**Required actions:**
**A.** According to the seaside town review, which decade do the decor and service at the Riveria hotel recall?
**B.** Extend the seaside town review beyond its final sentence.

On the surface it looks fine. As the picture shows, there are long beaches with grand bays and huge (crumbling into the sea) cliffs, seaside hotels and rambling town streets. It attracts a lot of people on the summer weekends in particular, with walkers and people braving the cold UK seas.

But the whole place from a hotel and sea front perspective seems to have become an over extended retirement centre. The hotels are full of people peering out at you as you pass. Now of course if you want somewhere busy to sit and peer at people with the backdrop of sweeping beach and sea this fits the bill perfectly. The hotels seem quite cheap even in the peak season.

We had a drink in the Riveria hotel and again it feels like you are caught in a strange time warp. Both the decor and the service is very 1970s.


The food and service in the hotels and restaurants is good enough, but again feels a few steps behind. This may be as there is a lot of transient passers through, and so they can get away with it.

**Entries shown:**
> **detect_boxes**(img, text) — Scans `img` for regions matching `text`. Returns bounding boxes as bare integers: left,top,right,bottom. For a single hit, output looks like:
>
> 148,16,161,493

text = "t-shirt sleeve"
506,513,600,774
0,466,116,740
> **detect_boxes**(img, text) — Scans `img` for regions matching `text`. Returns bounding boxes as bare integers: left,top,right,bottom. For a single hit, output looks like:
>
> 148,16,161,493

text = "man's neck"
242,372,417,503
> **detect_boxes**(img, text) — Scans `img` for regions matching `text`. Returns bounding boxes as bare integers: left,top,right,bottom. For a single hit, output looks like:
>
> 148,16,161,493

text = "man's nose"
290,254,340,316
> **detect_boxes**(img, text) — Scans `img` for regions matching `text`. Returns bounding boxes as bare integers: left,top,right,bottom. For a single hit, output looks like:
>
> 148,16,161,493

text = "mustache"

--

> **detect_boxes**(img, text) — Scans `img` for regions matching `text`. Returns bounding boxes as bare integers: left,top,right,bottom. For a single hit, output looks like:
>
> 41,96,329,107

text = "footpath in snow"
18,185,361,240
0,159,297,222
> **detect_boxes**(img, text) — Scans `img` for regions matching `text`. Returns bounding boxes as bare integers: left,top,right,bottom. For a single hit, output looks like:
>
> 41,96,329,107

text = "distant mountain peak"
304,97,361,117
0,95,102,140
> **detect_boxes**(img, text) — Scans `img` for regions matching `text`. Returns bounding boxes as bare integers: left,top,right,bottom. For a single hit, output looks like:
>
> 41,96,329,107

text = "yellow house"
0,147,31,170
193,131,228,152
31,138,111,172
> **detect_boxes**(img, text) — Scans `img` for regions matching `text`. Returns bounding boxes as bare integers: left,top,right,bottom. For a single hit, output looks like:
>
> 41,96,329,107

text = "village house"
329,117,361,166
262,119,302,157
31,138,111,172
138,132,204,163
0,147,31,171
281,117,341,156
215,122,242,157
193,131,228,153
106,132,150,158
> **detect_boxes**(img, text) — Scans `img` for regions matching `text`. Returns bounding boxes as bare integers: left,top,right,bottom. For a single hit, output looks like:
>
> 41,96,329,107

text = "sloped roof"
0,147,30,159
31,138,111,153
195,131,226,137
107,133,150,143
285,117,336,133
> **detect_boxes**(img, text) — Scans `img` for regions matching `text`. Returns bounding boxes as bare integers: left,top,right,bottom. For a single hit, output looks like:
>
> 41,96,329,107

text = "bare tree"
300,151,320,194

---

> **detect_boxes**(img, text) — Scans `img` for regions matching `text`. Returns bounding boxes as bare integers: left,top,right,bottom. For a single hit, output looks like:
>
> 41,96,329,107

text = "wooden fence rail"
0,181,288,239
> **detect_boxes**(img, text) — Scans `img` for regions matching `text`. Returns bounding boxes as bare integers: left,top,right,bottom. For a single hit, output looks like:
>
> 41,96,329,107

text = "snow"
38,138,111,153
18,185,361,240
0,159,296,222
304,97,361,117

**Results by task:**
**A.** The 1970s.

**B.**
There is a large Folk Festival in August that is a big deal for the town and has loads of people camping outside the town. Then across summer there are a number of different functions and events, and it feels like the whole area breaks out in small fetes and garden parties through the July/ August season.


Of course, if you like the sea side, like walking and big bold cliffs and bays then is best to make sure you face that way and enjoy that part of Sidmouth...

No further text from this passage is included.